# What is expected
Write the data out again exactly, with every picture removed.

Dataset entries
Content starts

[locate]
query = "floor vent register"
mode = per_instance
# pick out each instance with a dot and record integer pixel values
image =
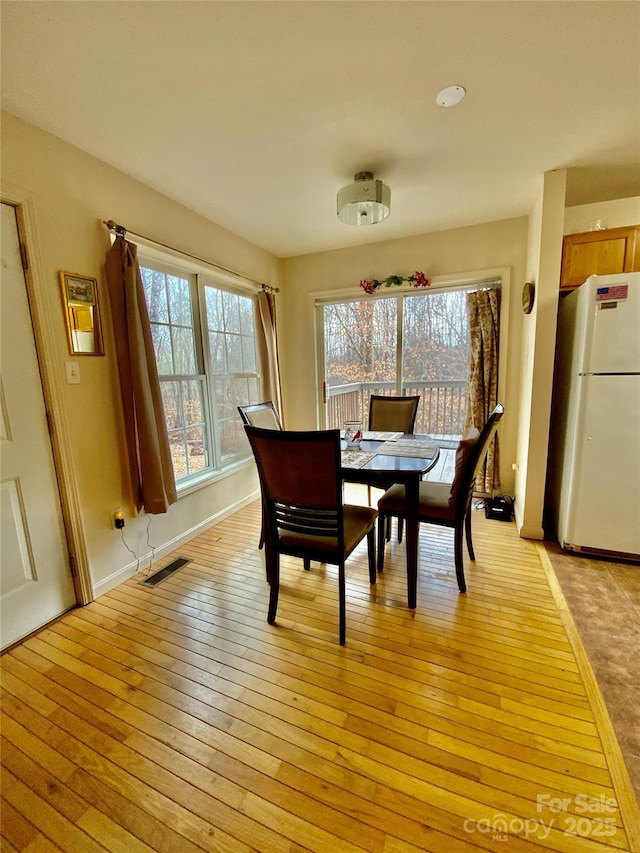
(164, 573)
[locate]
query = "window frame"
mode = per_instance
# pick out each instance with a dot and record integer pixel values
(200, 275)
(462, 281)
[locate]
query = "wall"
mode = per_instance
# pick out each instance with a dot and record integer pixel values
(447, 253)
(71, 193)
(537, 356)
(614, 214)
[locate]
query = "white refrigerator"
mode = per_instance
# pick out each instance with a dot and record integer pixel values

Content ends

# Reply to the task
[locate]
query = "floor vent register"
mode = per_instance
# pick out each instance with a dot and record integer pixel values
image =
(164, 573)
[locate]
query = "window frame"
mode = per_instance
# pick out each instance with a dot and record integer pixel values
(200, 275)
(462, 281)
[locate]
query = "wall"
mode = per_instance
# pick out each instance with a dot and record integer pixel values
(447, 253)
(71, 193)
(537, 356)
(614, 214)
[locate]
query = "white refrigerator"
mode = per_instance
# pick out each instance with a dot and record integer pixel values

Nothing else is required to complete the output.